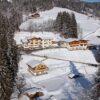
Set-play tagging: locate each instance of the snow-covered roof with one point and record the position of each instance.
(33, 63)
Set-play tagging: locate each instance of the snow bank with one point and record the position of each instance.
(78, 55)
(87, 24)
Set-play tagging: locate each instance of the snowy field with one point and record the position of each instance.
(88, 25)
(60, 62)
(84, 56)
(56, 82)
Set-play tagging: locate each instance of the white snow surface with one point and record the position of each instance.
(86, 23)
(56, 82)
(94, 38)
(78, 55)
(44, 35)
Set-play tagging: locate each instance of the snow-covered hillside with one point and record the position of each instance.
(87, 24)
(60, 61)
(94, 38)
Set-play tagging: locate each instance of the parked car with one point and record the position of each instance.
(74, 75)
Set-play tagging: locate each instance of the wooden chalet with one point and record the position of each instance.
(78, 45)
(34, 42)
(34, 15)
(37, 67)
(54, 44)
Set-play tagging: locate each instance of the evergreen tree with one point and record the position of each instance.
(74, 26)
(8, 58)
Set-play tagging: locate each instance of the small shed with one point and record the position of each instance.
(37, 67)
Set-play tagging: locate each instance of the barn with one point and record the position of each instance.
(37, 67)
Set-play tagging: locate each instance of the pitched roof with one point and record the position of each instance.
(33, 63)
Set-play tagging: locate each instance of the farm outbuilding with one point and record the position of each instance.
(37, 67)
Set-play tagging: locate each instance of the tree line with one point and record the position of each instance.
(66, 24)
(9, 53)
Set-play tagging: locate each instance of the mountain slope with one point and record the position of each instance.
(86, 23)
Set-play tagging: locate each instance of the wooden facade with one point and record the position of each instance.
(34, 15)
(37, 68)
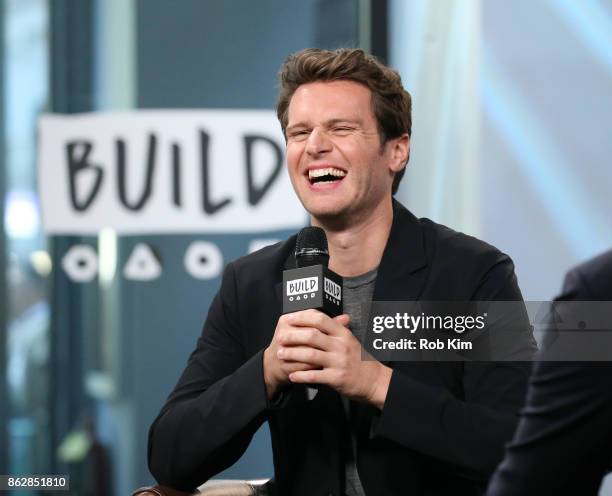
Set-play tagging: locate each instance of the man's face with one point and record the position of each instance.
(334, 155)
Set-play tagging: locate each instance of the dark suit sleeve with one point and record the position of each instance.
(217, 405)
(469, 432)
(562, 443)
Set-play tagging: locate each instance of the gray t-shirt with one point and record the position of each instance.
(357, 292)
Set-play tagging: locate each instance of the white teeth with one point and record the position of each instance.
(330, 171)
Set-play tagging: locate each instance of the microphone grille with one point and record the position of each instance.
(311, 247)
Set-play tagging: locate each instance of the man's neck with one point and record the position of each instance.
(358, 248)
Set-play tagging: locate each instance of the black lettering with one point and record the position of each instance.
(208, 206)
(121, 173)
(255, 194)
(176, 175)
(76, 165)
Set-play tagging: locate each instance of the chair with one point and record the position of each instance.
(218, 487)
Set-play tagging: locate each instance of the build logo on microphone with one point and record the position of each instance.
(303, 288)
(332, 290)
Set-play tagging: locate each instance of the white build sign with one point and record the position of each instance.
(156, 172)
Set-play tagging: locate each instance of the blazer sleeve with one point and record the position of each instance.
(219, 402)
(562, 443)
(467, 433)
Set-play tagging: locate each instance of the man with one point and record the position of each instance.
(563, 444)
(373, 428)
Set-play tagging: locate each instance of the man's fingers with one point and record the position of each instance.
(289, 367)
(343, 319)
(307, 336)
(310, 377)
(317, 319)
(304, 354)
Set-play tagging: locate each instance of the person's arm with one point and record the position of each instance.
(468, 433)
(217, 405)
(562, 443)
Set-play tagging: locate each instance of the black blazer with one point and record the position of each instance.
(563, 444)
(442, 428)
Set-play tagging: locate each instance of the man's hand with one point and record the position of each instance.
(316, 349)
(276, 370)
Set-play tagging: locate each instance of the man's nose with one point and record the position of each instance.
(318, 142)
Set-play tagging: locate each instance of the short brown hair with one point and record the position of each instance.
(391, 103)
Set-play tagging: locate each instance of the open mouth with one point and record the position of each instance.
(327, 175)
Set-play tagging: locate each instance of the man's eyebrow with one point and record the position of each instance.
(328, 123)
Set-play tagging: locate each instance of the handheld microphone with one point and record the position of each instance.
(311, 284)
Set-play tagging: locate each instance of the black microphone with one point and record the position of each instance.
(312, 284)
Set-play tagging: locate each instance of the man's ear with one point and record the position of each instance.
(400, 152)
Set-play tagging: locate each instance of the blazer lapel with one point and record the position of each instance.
(399, 276)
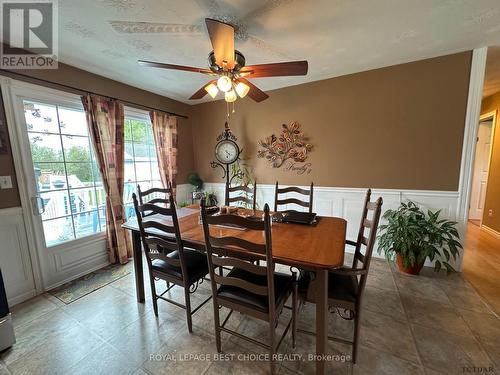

::::::

__Exercise objective__
Tally how many lines in the items above contain the word "sleeve", and reply with only that number.

__Written response__
2